Your instructions — Below is a set of records. Please retype every one exactly.

--

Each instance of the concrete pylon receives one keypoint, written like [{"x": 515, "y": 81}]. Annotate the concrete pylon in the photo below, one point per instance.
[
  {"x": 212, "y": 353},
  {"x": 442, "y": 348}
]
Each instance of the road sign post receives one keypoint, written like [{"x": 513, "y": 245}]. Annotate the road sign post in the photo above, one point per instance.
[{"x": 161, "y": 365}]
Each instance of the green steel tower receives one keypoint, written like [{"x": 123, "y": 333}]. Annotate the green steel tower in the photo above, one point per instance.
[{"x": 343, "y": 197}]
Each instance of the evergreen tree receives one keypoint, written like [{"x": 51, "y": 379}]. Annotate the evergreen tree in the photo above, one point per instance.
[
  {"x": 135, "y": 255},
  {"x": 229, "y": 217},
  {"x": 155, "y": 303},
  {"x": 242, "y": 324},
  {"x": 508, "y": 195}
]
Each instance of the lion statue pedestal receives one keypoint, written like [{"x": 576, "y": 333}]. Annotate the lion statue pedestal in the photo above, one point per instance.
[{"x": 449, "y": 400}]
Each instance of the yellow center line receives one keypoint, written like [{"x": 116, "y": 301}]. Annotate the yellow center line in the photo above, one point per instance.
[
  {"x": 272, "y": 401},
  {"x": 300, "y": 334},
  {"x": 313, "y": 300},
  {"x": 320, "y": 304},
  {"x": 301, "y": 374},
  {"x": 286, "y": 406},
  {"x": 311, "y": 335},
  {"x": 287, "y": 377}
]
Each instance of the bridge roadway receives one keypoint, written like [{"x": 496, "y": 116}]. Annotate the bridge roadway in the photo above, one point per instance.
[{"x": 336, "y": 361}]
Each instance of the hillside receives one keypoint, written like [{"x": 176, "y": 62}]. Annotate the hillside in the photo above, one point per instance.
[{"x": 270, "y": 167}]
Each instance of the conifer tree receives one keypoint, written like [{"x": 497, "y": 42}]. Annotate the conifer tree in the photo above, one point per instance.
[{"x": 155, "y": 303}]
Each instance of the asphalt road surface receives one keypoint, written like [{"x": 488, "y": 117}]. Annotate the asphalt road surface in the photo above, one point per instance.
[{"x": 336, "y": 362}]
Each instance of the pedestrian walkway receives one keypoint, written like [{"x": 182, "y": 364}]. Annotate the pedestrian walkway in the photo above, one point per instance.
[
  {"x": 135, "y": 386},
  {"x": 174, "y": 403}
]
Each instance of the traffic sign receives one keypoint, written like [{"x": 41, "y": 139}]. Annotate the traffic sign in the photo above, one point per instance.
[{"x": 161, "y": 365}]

--

Answer below —
Each instance of the concrete pylon receives one keypoint, written like [{"x": 515, "y": 81}]. Annotate the concrete pylon in the photo below, one point per instance.
[
  {"x": 212, "y": 353},
  {"x": 442, "y": 348}
]
Each instance of the road sign post receives one keypoint, written like [{"x": 513, "y": 245}]. Annotate the road sign post in the photo above, one point per instance.
[{"x": 161, "y": 365}]
Each instance of the green steel tower receives one keypoint, written like [{"x": 123, "y": 333}]. Annotate the green steel tower in the photo above, one point per instance.
[{"x": 343, "y": 197}]
Each instance of the evergreen tree receives one keypoint, written like [{"x": 51, "y": 379}]. Annotate the evergreen tree in the photo above, one point per instance.
[
  {"x": 135, "y": 255},
  {"x": 229, "y": 217},
  {"x": 155, "y": 303},
  {"x": 242, "y": 324},
  {"x": 508, "y": 195}
]
Each instance of the lion statue pedestal receives one keypoint, written like [{"x": 576, "y": 333}]. Annotate the lion statue pedestal in the photo above, one point per instance.
[{"x": 449, "y": 400}]
Each instance of the yellow center line receives one keypoint, written like [{"x": 116, "y": 301}]. Annotate the yellow center line in the photo above, one point per instance.
[
  {"x": 272, "y": 401},
  {"x": 300, "y": 334},
  {"x": 313, "y": 300},
  {"x": 320, "y": 304},
  {"x": 301, "y": 374},
  {"x": 286, "y": 406},
  {"x": 311, "y": 335},
  {"x": 287, "y": 377}
]
Each instance of the bridge roadway receives one keypoint, written like [{"x": 496, "y": 116}]. Annotate the bridge roadway in the photo above, one point per instance.
[{"x": 336, "y": 361}]
Each instance of the hillside receives one keypoint, written like [{"x": 176, "y": 62}]. Annotate the hillside in the photo above, one point per instance.
[{"x": 270, "y": 167}]
Each instance of the conifer tree receives one keypoint, written like [{"x": 497, "y": 42}]. Annotate the conifer tree in the photo above, one point per instance.
[{"x": 155, "y": 303}]
Each instance of the asphalt road surface receives one keypoint, written like [{"x": 488, "y": 117}]. Annotate the asphalt road surface in the photo above, one point per instance.
[{"x": 336, "y": 362}]
Each instance of the pedestrian walkway receives one keypoint, written like [{"x": 182, "y": 364}]. Annotate the pedestrian walkway in the photo above, one point per instance.
[
  {"x": 135, "y": 386},
  {"x": 174, "y": 403}
]
Each instance of the traffic sign receives one keypoint, written like [{"x": 41, "y": 139}]. Annotate the traffic sign in the photo above, one point per instance.
[{"x": 161, "y": 365}]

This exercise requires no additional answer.